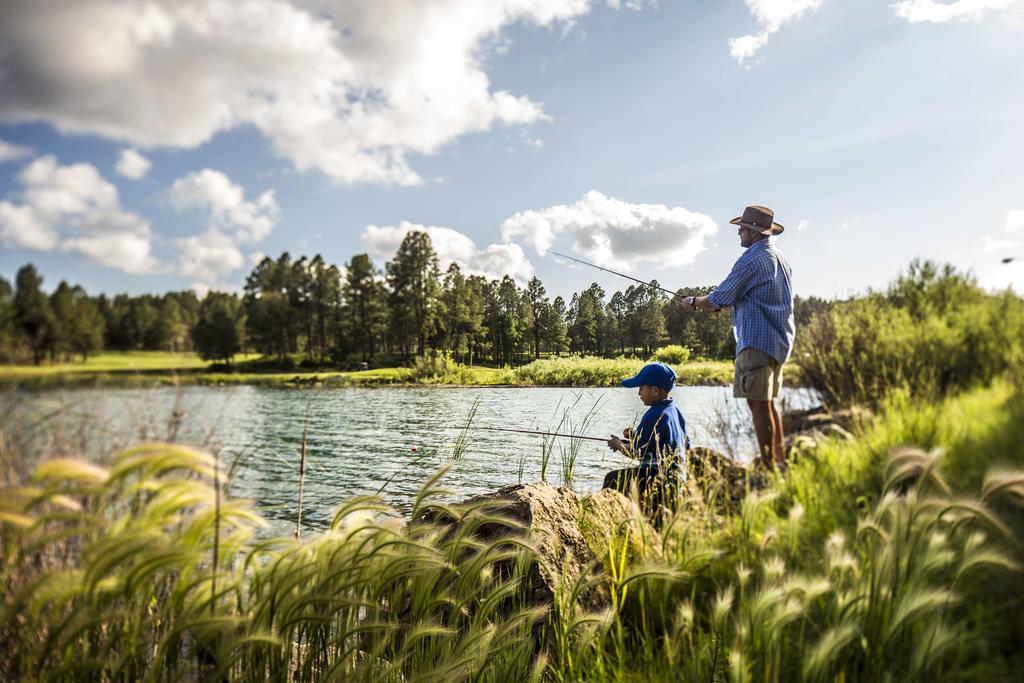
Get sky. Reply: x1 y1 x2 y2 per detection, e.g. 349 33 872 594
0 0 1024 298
==
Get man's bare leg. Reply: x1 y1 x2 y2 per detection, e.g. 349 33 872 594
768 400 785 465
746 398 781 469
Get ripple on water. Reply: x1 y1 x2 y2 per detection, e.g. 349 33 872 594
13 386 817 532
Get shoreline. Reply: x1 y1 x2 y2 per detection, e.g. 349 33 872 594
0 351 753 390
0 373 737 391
---
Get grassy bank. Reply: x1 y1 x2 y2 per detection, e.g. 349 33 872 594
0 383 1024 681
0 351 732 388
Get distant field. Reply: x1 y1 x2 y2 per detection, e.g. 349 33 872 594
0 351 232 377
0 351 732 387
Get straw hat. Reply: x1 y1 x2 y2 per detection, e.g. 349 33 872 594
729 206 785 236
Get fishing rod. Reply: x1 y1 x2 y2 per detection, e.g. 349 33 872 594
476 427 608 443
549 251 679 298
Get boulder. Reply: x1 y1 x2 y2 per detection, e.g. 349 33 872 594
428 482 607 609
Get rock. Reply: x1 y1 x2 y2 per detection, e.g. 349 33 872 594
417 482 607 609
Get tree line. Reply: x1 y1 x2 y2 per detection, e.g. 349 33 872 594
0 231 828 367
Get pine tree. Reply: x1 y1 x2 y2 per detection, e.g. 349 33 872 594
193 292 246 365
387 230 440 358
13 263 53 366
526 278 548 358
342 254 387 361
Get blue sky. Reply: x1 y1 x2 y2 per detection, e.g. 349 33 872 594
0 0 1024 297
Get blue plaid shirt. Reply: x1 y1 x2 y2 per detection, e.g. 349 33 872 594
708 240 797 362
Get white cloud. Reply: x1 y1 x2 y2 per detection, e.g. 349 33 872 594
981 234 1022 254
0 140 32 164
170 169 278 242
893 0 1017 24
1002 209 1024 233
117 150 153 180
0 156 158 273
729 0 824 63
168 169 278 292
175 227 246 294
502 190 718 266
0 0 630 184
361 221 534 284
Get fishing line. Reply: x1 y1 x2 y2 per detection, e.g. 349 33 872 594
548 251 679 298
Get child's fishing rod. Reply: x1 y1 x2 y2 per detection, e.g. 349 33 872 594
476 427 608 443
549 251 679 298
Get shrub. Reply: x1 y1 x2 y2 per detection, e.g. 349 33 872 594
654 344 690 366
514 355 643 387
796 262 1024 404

DIRECTIONS FOR THIS TASK:
Render the records as a Markdown table with the columns Row and Entry, starting with the line that contains "Get ripple on" and going on through the line that contains "0 373 737 391", both lines included. Number each line in Row, put the line itself in Entry, and leave out blank lines.

EXERCISE RESULT:
| Row | Entry |
|---|---|
| 1 | Get ripple on water. Reply: x1 y1 x2 y2 per detection, e.g. 349 33 872 594 |
| 2 | 13 386 817 532 |
| 3 | Get shoreline. Reply: x1 y1 x2 y2 per detection, e.g. 349 33 872 594 |
| 4 | 0 351 753 390 |
| 5 | 0 373 737 391 |